TEXT SHOWN -
Start of Block

It sounds like TA leaders are juggling a combination of retention, upskilling, and taking risks.

That is what we’re all living in right now and trying to figure out. I’ve heard a lot of people say it’s a little like the wild, wild, west right now. Everyone is trying to do what they have to do to either keep or find the talent they need. It will be interesting if this really is the fifth and final surge, but I certainly don’t think that anything is going to go back to the way it was.

When do you think things will get back to normal?

I think even if volumes come down, it’s going to take a few years at the very least for things to get even close to what they were pre-pandemic. So I do hope that some good things come out of this, like evaluating talent in a different way compared to how we’ve always done it. Experience and education have always been how we grade and value positions, so hiring leaders write job descriptions that require at least a certain number of years of experience so they can attract the talent. It’s this never-ending cycle, when in reality those years of experience may not be what really matters.

How do you think companies should evaluate talent differently?

There may be a coding program or an app that’s only been around for a couple months and it could be incredibly valuable for the role that you’re recruiting for. But if our systems grade positions based on years of experience, that makes it tough to necessarily attract the right person who may have that skill set for that particular application or coding method.

You mentioned the need to nurture the talent you have as well as recruit new talent. Is this a new focus for TA?

We’re spending a lot of time evaluating the balance between what do we do for our current team members to make sure we keep them and support them, and then we’re working hard on the front end to still be aggressive and get our fair share of the talent coming in.

So many times, HR leaders can be too siloed and we’re all so busy that we don’t necessarily integrate ourselves very well. I can tell you that at Wellstar, the leaders of those functions, whether it be TA, learning, or total rewards, we’re together. We’re HR business partners who work together every single week, almost every day. We really share exactly what we’re doing to make sure that we’re connected better. And you know our strategies makes sense downstream or upstream.

Looking to the future, what is a major focus for you right now?

Diversity, equity, and inclusion. Everyone knows how important that is, but I think that that’s going to be critical now and into the future. We have an incredible leader at Wellstar who is going to be building that out even more than what we’ve had in the past. And if you look at our people strategy, DEI is one of the most important things.

End of Block

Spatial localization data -
Start of Block

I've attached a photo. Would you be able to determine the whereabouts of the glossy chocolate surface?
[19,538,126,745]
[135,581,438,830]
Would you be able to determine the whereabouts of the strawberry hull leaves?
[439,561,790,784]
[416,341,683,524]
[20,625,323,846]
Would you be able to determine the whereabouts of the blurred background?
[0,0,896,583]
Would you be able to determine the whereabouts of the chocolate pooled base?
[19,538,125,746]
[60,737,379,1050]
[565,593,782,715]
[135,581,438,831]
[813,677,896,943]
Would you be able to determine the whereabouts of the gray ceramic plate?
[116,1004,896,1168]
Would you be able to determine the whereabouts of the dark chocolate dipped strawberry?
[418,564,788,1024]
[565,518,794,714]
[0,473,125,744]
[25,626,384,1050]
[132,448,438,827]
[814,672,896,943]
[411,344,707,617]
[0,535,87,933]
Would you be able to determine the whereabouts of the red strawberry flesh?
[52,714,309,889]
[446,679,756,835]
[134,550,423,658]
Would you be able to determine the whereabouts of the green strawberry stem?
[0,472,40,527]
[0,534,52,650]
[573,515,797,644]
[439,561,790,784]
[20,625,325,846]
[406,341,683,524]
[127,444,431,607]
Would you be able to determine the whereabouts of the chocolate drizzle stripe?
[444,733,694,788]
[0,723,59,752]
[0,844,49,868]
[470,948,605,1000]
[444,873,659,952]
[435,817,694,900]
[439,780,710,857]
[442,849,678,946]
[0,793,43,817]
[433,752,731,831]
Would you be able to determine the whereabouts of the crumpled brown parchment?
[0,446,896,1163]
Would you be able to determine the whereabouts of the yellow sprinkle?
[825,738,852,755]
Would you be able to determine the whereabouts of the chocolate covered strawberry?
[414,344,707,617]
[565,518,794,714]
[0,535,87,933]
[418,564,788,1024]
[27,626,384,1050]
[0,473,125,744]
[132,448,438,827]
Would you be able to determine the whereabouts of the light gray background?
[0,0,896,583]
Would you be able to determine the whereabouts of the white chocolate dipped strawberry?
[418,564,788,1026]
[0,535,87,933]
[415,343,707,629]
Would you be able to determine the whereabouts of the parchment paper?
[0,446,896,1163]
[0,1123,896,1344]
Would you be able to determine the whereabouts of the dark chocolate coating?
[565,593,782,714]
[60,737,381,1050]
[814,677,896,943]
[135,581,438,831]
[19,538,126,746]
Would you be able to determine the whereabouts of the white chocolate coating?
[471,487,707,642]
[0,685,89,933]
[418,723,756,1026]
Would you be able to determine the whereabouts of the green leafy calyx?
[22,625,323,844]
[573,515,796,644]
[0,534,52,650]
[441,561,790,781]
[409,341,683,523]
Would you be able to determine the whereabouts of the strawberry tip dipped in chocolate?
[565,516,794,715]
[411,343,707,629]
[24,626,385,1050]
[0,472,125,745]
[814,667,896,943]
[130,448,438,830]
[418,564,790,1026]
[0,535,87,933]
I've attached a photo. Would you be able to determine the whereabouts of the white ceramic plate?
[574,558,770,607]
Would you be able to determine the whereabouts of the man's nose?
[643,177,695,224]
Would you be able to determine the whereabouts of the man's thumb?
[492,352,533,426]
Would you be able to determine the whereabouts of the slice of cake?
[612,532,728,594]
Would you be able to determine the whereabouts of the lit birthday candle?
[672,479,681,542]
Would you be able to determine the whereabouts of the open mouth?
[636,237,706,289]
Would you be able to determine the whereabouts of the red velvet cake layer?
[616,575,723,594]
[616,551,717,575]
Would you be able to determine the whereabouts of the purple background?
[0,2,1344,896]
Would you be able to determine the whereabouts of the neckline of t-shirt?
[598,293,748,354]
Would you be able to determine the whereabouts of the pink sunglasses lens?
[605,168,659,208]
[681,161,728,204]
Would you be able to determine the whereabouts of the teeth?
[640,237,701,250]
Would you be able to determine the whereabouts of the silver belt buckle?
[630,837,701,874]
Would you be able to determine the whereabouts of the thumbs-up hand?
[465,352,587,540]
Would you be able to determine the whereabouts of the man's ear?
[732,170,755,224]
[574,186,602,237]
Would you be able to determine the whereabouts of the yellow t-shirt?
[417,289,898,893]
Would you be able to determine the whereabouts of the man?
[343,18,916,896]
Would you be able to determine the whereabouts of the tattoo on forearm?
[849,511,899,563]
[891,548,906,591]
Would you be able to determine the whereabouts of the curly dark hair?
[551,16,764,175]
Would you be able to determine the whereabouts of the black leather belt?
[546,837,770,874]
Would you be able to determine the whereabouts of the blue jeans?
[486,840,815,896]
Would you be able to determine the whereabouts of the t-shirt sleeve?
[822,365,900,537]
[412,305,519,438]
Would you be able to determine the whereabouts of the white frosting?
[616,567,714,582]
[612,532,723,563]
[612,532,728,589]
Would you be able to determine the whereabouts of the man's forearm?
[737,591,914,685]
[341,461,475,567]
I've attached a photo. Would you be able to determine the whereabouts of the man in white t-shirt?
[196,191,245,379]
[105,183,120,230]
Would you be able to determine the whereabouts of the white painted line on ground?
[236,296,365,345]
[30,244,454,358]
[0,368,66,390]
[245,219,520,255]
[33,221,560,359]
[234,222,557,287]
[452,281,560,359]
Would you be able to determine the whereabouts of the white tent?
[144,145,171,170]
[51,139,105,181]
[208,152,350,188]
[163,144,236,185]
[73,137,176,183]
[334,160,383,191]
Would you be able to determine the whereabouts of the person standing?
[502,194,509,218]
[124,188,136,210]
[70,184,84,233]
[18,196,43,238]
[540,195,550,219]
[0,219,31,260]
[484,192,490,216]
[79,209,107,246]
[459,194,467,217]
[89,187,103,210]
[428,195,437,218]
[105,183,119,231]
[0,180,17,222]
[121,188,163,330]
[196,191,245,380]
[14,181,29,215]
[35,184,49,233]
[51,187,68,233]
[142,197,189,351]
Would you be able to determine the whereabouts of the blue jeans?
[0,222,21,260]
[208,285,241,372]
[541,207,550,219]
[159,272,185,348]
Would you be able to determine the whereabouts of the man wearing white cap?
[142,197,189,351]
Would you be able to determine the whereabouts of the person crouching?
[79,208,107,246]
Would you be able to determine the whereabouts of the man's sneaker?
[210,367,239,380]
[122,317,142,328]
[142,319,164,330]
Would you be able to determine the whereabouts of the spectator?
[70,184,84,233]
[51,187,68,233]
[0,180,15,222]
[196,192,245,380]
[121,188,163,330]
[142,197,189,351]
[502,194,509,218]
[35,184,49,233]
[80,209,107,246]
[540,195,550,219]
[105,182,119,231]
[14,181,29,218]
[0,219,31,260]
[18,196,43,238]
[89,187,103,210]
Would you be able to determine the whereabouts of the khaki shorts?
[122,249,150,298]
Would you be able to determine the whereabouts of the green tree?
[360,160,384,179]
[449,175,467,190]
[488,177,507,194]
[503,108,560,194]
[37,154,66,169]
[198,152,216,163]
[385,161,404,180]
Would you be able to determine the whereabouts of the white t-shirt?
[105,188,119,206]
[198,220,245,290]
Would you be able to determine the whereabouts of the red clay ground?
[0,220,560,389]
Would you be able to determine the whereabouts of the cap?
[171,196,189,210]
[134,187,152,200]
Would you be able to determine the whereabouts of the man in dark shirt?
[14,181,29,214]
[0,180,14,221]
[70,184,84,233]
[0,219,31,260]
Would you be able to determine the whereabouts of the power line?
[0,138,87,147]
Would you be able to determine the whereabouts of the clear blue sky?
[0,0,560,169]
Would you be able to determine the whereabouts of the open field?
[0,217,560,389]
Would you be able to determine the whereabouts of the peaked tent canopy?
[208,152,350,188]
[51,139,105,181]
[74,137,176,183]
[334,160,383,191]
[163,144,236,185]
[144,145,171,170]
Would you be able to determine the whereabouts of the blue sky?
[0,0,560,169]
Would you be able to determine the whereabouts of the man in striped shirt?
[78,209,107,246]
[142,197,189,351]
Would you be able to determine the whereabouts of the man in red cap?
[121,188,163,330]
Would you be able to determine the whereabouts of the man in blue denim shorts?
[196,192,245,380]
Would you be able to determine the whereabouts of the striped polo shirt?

End of Block

COMPLETE THE FOLLOWING -
(1) List the HR functions whose leaders, according to the talent acquisition interview, work together at Wellstar.
(2) In the talent acquisition interview, what does the speaker name as a major focus right now?
(3) Pick up the talent acquisition interview after its last sentence and keep it going.

ANSWERS PER TASK -
(1) TA, learning, total rewards

(2) Diversity, equity, and inclusion.

(3)
Within that, you’re going to be seeing, especially in early career talent, systems that allow us to hire for talent and train for skill as opposed to what I described.  I’m very excited about that because I think that’s another one of the things that’s going to come out of this pandemic.

Finally, what lessons have you learned over these last few years?

I honestly think well-being.  For me personally, I was traveling every couple of weeks before March of 2020 and then all of a sudden it stopped. All of a sudden, I was in a basement working from home, long hours for periods of time, not even getting outside. That was nothing compared to what people went through who were either caregivers or people who got sick.

I can’t imagine this isn’t going to be a period of our lives where we all look back and say, you know, perhaps my perspective changed a little bit. And I tell my teams all the time, guys, it’s just recruitment. Let’s not treat it like it’s life and death. What we do may be complicated, but it’s not hard if that makes sense. I get that there’s navigation that has to happen. But at the end of the day, we’ve got to take care of ourselves.

I’m excited to think ahead when hopefully the surges are over, and we can settle into whatever the new norm is and we can thrive. We’ve got to put the joy and the fun back into talent acquisition. We all got into it because at one point it was fun, and we got joy out of it. I don’t know that I can say it’s been fun the last couple of years for a lot of us, but I know that it can be again. So finding that joy is one of my biggest goals.